▶ What the task asks:
Can you resume the mailing-list email below about the PROT_NONE NUMA balancing patch and keep writing from its last sentence?

━━ Reading passage

All of lore.kernel.org
 help / color / mirror / Atom feed
From: Lorenzo Stoakes <lstoakes@gmail.com>
To: linux-mm@kvack.org, linux-kernel@vger.kernel.org
Cc: Mel Gorman <mgorman@techsingularity.net>,
	torvalds@linux-foundation.org, riel@redhat.com,
	tbsaunde@tbsaunde.org, robert@ocallahan.org,
	Lorenzo Stoakes <lstoakes@gmail.com>
Subject: Re: [PATCH] mm: check VMA flags to avoid invalid PROT_NONE NUMA balancing
Date: Sun, 11 Sep 2016 23:59:37 +0100	[thread overview]
Message-ID: <CAA5enKaOyCvSAWfw+KH=hcKT88nSF0nTQSb0RcviUfcCH+tCnw@mail.gmail.com> (raw)
In-Reply-To: <20160911225425.10388-1-lstoakes@gmail.com>

[adding lkml, accidentally excluded!]

On 11 September 2016 at 23:54, Lorenzo Stoakes <lstoakes@gmail.com> wrote:
> The NUMA balancing logic uses an arch-specific PROT_NONE page table flag defined
> by pte_protnone() or pmd_protnone() to mark PTEs or huge page PMDs respectively
> as requiring balancing upon a subsequent page fault. User-defined PROT_NONE
> memory regions which also have this flag set will not normally invoke the NUMA
> balancing code as do_page_fault() will send a segfault to the process before
> handle_mm_fault() is even called.
>
> However if access_remote_vm() is invoked to access a PROT_NONE region of memory,
> handle_mm_fault() is called via faultin_page() and __get_user_pages() without
> any access checks being performed, meaning the NUMA balancing logic is
> incorrectly invoked on a non-NUMA memory region.
>
> A simple means of triggering this problem is to access PROT_NONE mmap'd memory
> using /proc/self/mem which reliably results in the NUMA handling functions being
> invoked when CONFIG_NUMA_BALANCING is set.
>
> This issue was reported in bugzilla (issue 99101) which includes some simple
> repro code.
>
> There are BUG_ON() checks in do_numa_page() and do_huge_pmd_numa_page() added at
> commit c0e7cad to avoid accidentally provoking strange behaviour by attempting
> to apply NUMA balancing to pages that are in fact PROT_NONE. The BUG_ON()'s are
> consistently triggered by the repro.
>
> This patch moves the PROT_NONE check into mm/memory.c rather than invoking
> BUG_ON() as faulting in these pages via faultin_page() is a valid reason for
> reaching the NUMA check with the PROT_NONE page table flag set and is therefore
> not always a bug.

━━━━
━━ Data

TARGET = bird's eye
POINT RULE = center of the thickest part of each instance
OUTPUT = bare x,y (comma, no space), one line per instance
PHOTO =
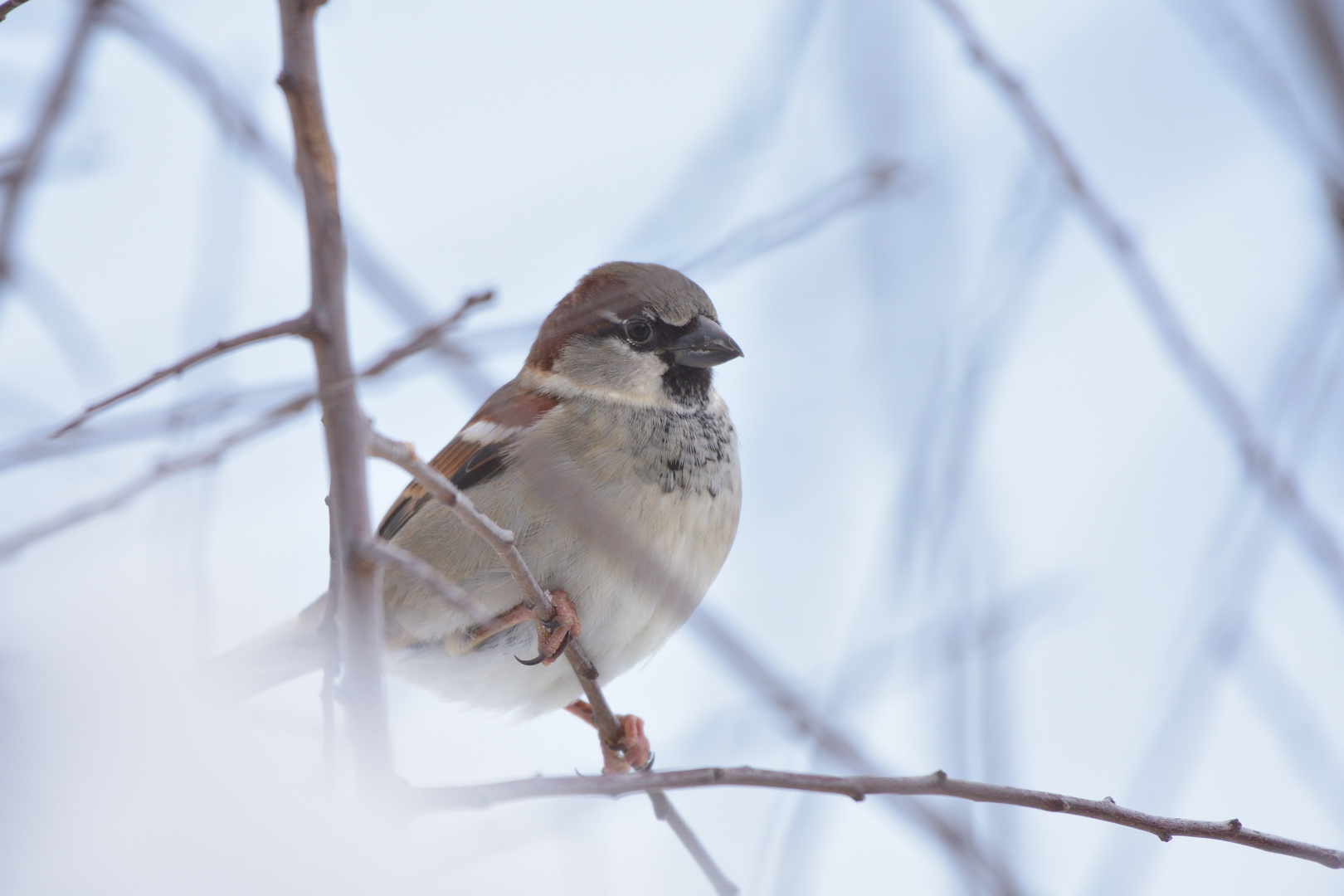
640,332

━━━━
━━ Data

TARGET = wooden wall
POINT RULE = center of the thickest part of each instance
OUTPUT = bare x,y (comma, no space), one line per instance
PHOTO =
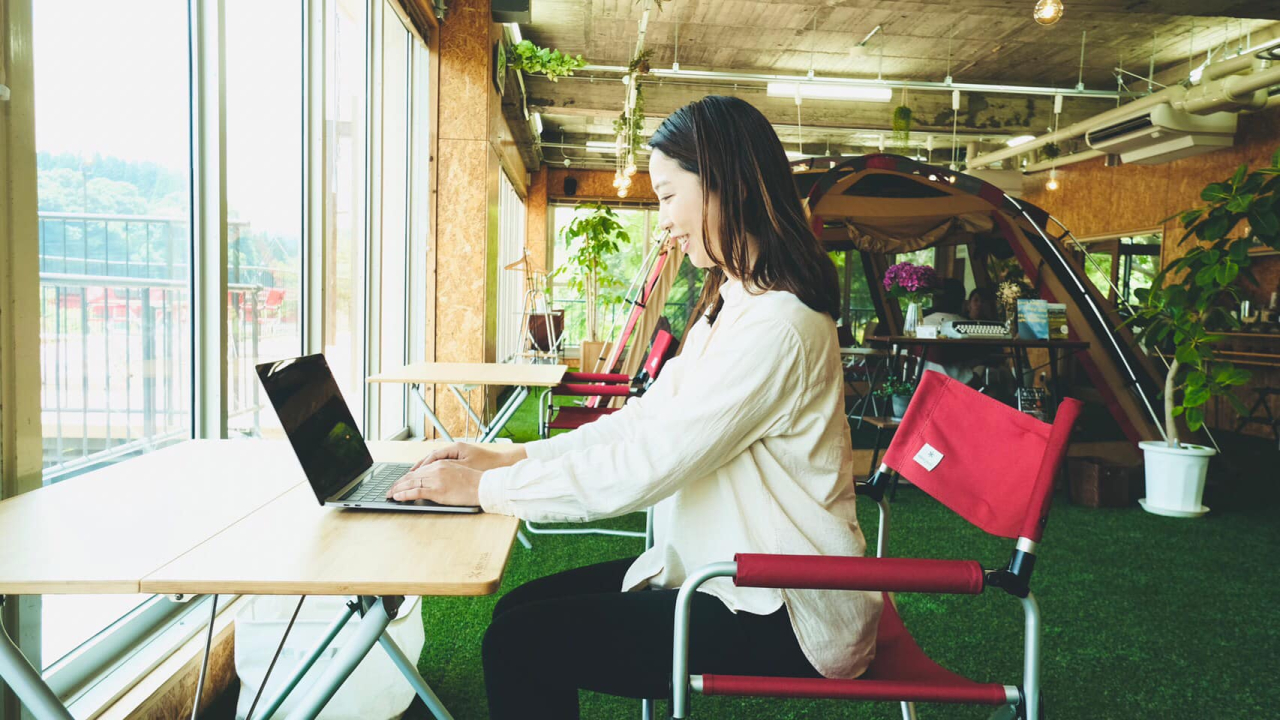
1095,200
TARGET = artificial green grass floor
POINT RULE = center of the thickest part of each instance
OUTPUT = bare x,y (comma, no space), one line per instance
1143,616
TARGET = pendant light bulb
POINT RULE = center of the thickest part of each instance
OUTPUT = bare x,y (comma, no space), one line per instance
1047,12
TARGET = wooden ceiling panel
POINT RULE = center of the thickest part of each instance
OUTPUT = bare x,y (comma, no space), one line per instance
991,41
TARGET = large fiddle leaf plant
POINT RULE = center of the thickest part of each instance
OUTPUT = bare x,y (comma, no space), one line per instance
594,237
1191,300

━━━━

▶ The response:
>
> Link: https://bugzilla.kernel.org/show_bug.cgi?id=99101
> Reported-by: Trevor Saunders <tbsaunde@tbsaunde.org>
> Signed-off-by: Lorenzo Stoakes <lstoakes@gmail.com>
> ---
>  mm/huge_memory.c |  3 ---
>  mm/memory.c      | 12 +++++++-----
>  2 files changed, 7 insertions(+), 8 deletions(-)
>
> diff --git a/mm/huge_memory.c b/mm/huge_memory.c
> index d76700d..954be55 100644
> --- a/mm/huge_memory.c
> +++ b/mm/huge_memory.c
> @@ -1198,9 +1198,6 @@ int do_huge_pmd_numa_page(struct fault_env *fe, pmd_t pmd)
>         bool was_writable;
>         int flags = 0;
>
> -       /* A PROT_NONE fault should not end up here */
> -       BUG_ON(!(vma->vm_flags & (VM_READ | VM_EXEC | VM_WRITE)));
> -
>         fe->ptl = pmd_lock(vma->vm_mm, fe->pmd);
>         if (unlikely(!pmd_same(pmd, *fe->pmd)))
>                 goto out_unlock;
> diff --git a/mm/memory.c b/mm/memory.c
> index 020226b..aebc04f 100644
> --- a/mm/memory.c
> +++ b/mm/memory.c
> @@ -3351,9 +3351,6 @@ static int do_numa_page(struct fault_env *fe, pte_t pte)
>         bool was_writable = pte_write(pte);
>         int flags = 0;
>
> -       /* A PROT_NONE fault should not end up here */
> -       BUG_ON(!(vma->vm_flags & (VM_READ | VM_EXEC | VM_WRITE)));
> -
>         /*
>         * The "pte" at this point cannot be used safely without
>         * validation through pte_unmap_same(). It's of NUMA type but
> @@ -3458,6 +3455,11 @@ static int wp_huge_pmd(struct fault_env *fe, pmd_t orig_pmd)
>         return VM_FAULT_FALLBACK;
>  }
>
> +static inline bool vma_is_accessible(struct vm_area_struct *vma)
> +{
> +       return vma->vm_flags & (VM_READ | VM_EXEC | VM_WRITE);
> +}
> +
>  /*
>   * These routines also need to handle stuff like marking pages dirty
>   * and/or accessed for architectures that don't do it in hardware (most
> @@ -3524,7 +3526,7 @@ static int handle_pte_fault(struct fault_env *fe)
>         if (!pte_present(entry))
>                 return do_swap_page(fe, entry);
>
> -       if (pte_protnone(entry))
> +       if (pte_protnone(entry) && vma_is_accessible(fe->vma))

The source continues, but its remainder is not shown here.